● **CHALLENGE**
Rewrite the entries below, replacing "top-left corner" with "upper-left corner" and leaving everything else the same.
____________
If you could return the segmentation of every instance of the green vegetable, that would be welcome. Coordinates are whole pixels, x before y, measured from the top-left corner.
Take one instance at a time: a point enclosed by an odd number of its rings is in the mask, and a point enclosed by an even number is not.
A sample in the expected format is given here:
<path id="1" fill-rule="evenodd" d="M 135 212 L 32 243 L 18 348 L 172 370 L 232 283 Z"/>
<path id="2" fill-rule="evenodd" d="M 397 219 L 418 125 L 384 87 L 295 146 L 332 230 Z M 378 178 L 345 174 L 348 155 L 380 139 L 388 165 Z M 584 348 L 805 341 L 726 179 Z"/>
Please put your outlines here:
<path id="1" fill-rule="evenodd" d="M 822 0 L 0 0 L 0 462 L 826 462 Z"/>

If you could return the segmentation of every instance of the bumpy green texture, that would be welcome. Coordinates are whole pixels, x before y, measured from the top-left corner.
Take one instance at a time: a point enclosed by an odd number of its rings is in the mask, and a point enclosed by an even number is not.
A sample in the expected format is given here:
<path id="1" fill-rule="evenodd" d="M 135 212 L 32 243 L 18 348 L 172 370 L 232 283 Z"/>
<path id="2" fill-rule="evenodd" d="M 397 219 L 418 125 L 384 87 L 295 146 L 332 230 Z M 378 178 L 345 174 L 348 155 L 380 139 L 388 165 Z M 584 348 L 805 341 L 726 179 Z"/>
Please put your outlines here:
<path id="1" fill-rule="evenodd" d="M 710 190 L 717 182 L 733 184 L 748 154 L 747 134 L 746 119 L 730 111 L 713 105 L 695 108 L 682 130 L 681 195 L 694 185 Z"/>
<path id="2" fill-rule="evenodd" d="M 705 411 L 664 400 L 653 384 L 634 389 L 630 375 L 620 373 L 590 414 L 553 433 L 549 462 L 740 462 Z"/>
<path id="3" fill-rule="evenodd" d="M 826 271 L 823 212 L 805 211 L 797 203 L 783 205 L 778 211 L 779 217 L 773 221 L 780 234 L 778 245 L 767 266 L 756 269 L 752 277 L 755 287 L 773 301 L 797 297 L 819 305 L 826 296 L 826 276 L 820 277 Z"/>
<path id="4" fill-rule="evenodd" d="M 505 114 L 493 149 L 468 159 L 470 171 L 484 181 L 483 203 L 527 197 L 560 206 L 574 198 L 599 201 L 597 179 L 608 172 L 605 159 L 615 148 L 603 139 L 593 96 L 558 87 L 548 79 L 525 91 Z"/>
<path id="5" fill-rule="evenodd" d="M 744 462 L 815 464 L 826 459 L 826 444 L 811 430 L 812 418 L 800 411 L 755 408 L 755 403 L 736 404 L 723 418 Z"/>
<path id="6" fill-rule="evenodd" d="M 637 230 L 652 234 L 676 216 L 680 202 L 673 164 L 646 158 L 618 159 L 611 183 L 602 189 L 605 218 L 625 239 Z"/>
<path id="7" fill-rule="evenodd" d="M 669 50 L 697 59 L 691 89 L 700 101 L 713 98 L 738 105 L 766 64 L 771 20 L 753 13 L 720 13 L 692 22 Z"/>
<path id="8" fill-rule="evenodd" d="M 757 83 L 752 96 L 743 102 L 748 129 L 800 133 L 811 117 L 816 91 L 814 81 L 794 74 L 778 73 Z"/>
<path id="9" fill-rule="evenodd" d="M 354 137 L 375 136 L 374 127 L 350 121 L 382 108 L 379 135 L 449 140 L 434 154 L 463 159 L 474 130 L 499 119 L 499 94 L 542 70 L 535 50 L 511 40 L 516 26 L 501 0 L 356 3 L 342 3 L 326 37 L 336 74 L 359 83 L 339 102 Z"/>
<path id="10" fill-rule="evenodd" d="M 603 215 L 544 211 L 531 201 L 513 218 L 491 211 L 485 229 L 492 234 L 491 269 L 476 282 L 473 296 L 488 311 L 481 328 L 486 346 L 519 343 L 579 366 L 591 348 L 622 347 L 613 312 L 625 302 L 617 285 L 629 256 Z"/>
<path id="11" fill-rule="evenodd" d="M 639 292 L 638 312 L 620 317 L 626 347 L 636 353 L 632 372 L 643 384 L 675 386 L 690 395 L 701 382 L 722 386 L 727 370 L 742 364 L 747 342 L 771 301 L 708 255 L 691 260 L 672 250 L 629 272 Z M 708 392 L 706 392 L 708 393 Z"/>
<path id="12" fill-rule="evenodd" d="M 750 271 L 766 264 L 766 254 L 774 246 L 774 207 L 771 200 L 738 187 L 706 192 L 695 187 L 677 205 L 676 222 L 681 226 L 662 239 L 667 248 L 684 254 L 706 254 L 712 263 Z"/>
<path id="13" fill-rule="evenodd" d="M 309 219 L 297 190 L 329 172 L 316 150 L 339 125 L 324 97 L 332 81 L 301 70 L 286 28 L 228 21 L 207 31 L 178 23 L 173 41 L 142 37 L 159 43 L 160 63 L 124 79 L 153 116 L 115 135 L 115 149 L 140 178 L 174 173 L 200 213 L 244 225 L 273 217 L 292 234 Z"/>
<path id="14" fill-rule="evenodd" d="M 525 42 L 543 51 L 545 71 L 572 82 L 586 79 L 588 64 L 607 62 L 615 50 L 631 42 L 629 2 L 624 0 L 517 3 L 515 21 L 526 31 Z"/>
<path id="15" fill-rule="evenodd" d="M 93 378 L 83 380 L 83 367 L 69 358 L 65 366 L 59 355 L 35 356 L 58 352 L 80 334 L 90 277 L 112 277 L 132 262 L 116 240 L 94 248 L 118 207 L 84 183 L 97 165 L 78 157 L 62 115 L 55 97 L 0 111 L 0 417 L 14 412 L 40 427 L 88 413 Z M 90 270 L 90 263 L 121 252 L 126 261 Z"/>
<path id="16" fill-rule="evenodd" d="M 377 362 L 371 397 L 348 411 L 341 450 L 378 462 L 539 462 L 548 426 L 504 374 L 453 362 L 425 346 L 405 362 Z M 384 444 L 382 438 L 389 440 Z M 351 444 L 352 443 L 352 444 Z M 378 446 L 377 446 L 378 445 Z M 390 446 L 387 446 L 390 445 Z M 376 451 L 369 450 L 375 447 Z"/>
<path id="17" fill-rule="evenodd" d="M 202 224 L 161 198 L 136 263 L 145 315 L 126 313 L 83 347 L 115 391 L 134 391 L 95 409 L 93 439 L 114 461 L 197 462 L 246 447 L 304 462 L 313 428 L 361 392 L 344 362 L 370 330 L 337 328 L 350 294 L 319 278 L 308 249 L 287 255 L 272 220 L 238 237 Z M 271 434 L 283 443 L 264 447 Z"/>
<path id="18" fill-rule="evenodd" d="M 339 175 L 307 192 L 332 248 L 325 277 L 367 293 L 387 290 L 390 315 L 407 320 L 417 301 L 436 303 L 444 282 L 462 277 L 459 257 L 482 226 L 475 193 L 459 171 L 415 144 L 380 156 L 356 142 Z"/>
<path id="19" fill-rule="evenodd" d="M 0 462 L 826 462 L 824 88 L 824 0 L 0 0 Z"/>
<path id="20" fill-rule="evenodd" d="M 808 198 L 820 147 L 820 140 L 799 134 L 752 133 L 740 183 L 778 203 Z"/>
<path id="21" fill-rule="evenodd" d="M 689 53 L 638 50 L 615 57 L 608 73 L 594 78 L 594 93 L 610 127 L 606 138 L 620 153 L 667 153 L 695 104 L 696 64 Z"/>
____________
● **FINAL ANSWER**
If you could return the segmentation of every instance of the green vegetable, that would be welcome. Coordinates are whole pixels, x before y, measured from the upper-left corner.
Take one instance at a time: a point enclosed by an odd number of its rings is in the mask, and a point enclosed by an even number is not.
A sample in the expected format is given here:
<path id="1" fill-rule="evenodd" d="M 135 212 L 32 243 L 18 348 L 172 370 L 232 283 Z"/>
<path id="2" fill-rule="evenodd" d="M 397 219 L 418 125 L 384 87 L 295 146 L 332 230 Z M 378 178 L 345 174 L 348 155 L 380 139 L 388 165 Z M 584 348 L 805 341 L 726 179 Z"/>
Please put your outlines here:
<path id="1" fill-rule="evenodd" d="M 822 0 L 0 0 L 0 462 L 826 462 Z"/>

If you could return the segmentation of every instance of the bumpy green texture, that would be welcome. Coordinates are whole pixels, x before y, measured from the upper-left corner.
Take one instance at a time: a point enclosed by an odd number of its rings is in the mask, and a point enclosed by an even number is not.
A sample in the expected format is given here:
<path id="1" fill-rule="evenodd" d="M 135 212 L 32 243 L 18 348 L 172 370 L 232 283 Z"/>
<path id="2" fill-rule="evenodd" d="M 397 219 L 418 125 L 384 87 L 295 146 L 332 230 Z M 378 178 L 345 174 L 348 155 L 380 139 L 388 165 Z M 584 348 L 805 341 L 726 179 Z"/>
Please put your outlines here:
<path id="1" fill-rule="evenodd" d="M 710 190 L 717 182 L 733 184 L 748 154 L 747 134 L 746 119 L 730 111 L 713 105 L 695 108 L 682 130 L 681 195 L 694 185 Z"/>
<path id="2" fill-rule="evenodd" d="M 705 411 L 664 400 L 653 384 L 634 389 L 630 375 L 620 373 L 590 414 L 553 433 L 549 462 L 740 462 Z"/>
<path id="3" fill-rule="evenodd" d="M 826 271 L 823 212 L 805 211 L 797 203 L 783 205 L 778 211 L 779 217 L 773 221 L 780 234 L 778 245 L 767 266 L 756 269 L 752 277 L 755 287 L 773 301 L 797 297 L 819 305 L 826 296 L 826 276 L 820 277 Z"/>
<path id="4" fill-rule="evenodd" d="M 505 114 L 493 149 L 468 159 L 470 171 L 484 181 L 483 203 L 527 197 L 560 206 L 574 198 L 599 201 L 597 179 L 608 172 L 605 159 L 615 148 L 603 139 L 593 96 L 558 87 L 548 79 L 525 91 Z"/>
<path id="5" fill-rule="evenodd" d="M 744 462 L 815 464 L 826 459 L 826 444 L 811 430 L 812 418 L 800 411 L 755 408 L 755 403 L 736 404 L 723 418 Z"/>
<path id="6" fill-rule="evenodd" d="M 637 230 L 652 234 L 676 216 L 680 202 L 673 164 L 646 158 L 618 159 L 611 183 L 602 189 L 605 218 L 625 239 Z"/>
<path id="7" fill-rule="evenodd" d="M 669 50 L 697 59 L 691 89 L 700 101 L 713 98 L 738 105 L 766 64 L 771 20 L 753 13 L 720 13 L 692 22 Z"/>
<path id="8" fill-rule="evenodd" d="M 757 83 L 752 96 L 743 102 L 748 129 L 800 133 L 811 117 L 816 91 L 814 81 L 794 74 L 778 73 Z"/>
<path id="9" fill-rule="evenodd" d="M 354 137 L 375 136 L 374 127 L 350 121 L 382 108 L 379 135 L 449 140 L 434 154 L 463 159 L 474 130 L 499 119 L 499 94 L 542 70 L 535 50 L 511 40 L 516 26 L 501 0 L 356 3 L 342 3 L 326 37 L 336 74 L 359 83 L 339 102 Z"/>
<path id="10" fill-rule="evenodd" d="M 603 215 L 544 211 L 531 201 L 513 218 L 491 211 L 485 229 L 492 234 L 491 269 L 476 282 L 473 296 L 488 311 L 481 328 L 486 346 L 519 343 L 579 366 L 591 348 L 622 347 L 613 312 L 625 302 L 617 285 L 629 256 Z"/>
<path id="11" fill-rule="evenodd" d="M 639 292 L 638 312 L 620 317 L 626 347 L 636 353 L 632 372 L 643 384 L 675 386 L 690 395 L 701 382 L 722 386 L 727 370 L 742 364 L 747 342 L 771 301 L 708 255 L 691 260 L 672 250 L 629 272 Z M 708 392 L 706 392 L 708 393 Z"/>
<path id="12" fill-rule="evenodd" d="M 750 271 L 766 264 L 766 254 L 774 246 L 774 207 L 771 200 L 738 187 L 706 192 L 695 187 L 677 205 L 676 222 L 681 226 L 662 239 L 667 248 L 684 254 L 706 254 L 712 263 Z"/>
<path id="13" fill-rule="evenodd" d="M 309 219 L 297 190 L 329 172 L 316 150 L 339 125 L 324 97 L 332 81 L 301 70 L 286 28 L 228 21 L 207 31 L 178 23 L 173 41 L 142 37 L 159 43 L 160 63 L 124 79 L 153 116 L 115 135 L 115 149 L 140 178 L 174 173 L 200 213 L 244 225 L 273 217 L 292 234 Z"/>
<path id="14" fill-rule="evenodd" d="M 525 42 L 543 51 L 545 71 L 572 82 L 586 79 L 588 64 L 607 62 L 615 50 L 631 42 L 629 2 L 624 0 L 517 3 L 515 21 L 526 31 Z"/>
<path id="15" fill-rule="evenodd" d="M 93 378 L 83 380 L 83 367 L 69 358 L 65 366 L 59 355 L 35 356 L 58 352 L 80 334 L 90 277 L 112 277 L 132 262 L 116 240 L 94 248 L 118 207 L 84 183 L 97 165 L 78 157 L 62 115 L 55 97 L 0 111 L 0 417 L 14 412 L 40 427 L 88 413 Z M 90 270 L 90 263 L 121 252 L 126 261 Z"/>
<path id="16" fill-rule="evenodd" d="M 377 362 L 371 397 L 348 411 L 341 450 L 378 462 L 539 462 L 548 426 L 504 374 L 453 362 L 425 346 L 405 362 Z M 384 444 L 382 438 L 389 440 Z M 351 444 L 352 443 L 352 444 Z M 378 446 L 377 446 L 378 445 Z M 390 446 L 387 446 L 390 445 Z M 376 451 L 369 450 L 375 447 Z"/>
<path id="17" fill-rule="evenodd" d="M 202 224 L 161 198 L 136 263 L 145 315 L 126 313 L 83 347 L 115 391 L 134 391 L 95 409 L 93 439 L 114 461 L 197 462 L 246 447 L 304 462 L 313 428 L 361 392 L 344 362 L 370 330 L 337 328 L 350 294 L 319 278 L 308 249 L 287 255 L 272 220 L 238 237 Z M 271 434 L 283 443 L 264 447 Z"/>
<path id="18" fill-rule="evenodd" d="M 339 175 L 307 192 L 332 248 L 325 277 L 367 293 L 387 290 L 390 315 L 407 320 L 417 301 L 436 303 L 444 282 L 462 277 L 459 257 L 482 226 L 475 193 L 459 171 L 415 144 L 380 156 L 356 142 Z"/>
<path id="19" fill-rule="evenodd" d="M 0 462 L 826 462 L 824 88 L 824 0 L 0 0 Z"/>
<path id="20" fill-rule="evenodd" d="M 808 198 L 820 147 L 820 140 L 799 134 L 752 133 L 740 183 L 778 203 Z"/>
<path id="21" fill-rule="evenodd" d="M 689 53 L 638 50 L 615 57 L 608 73 L 594 78 L 594 93 L 610 127 L 606 138 L 620 153 L 667 153 L 695 104 L 696 64 Z"/>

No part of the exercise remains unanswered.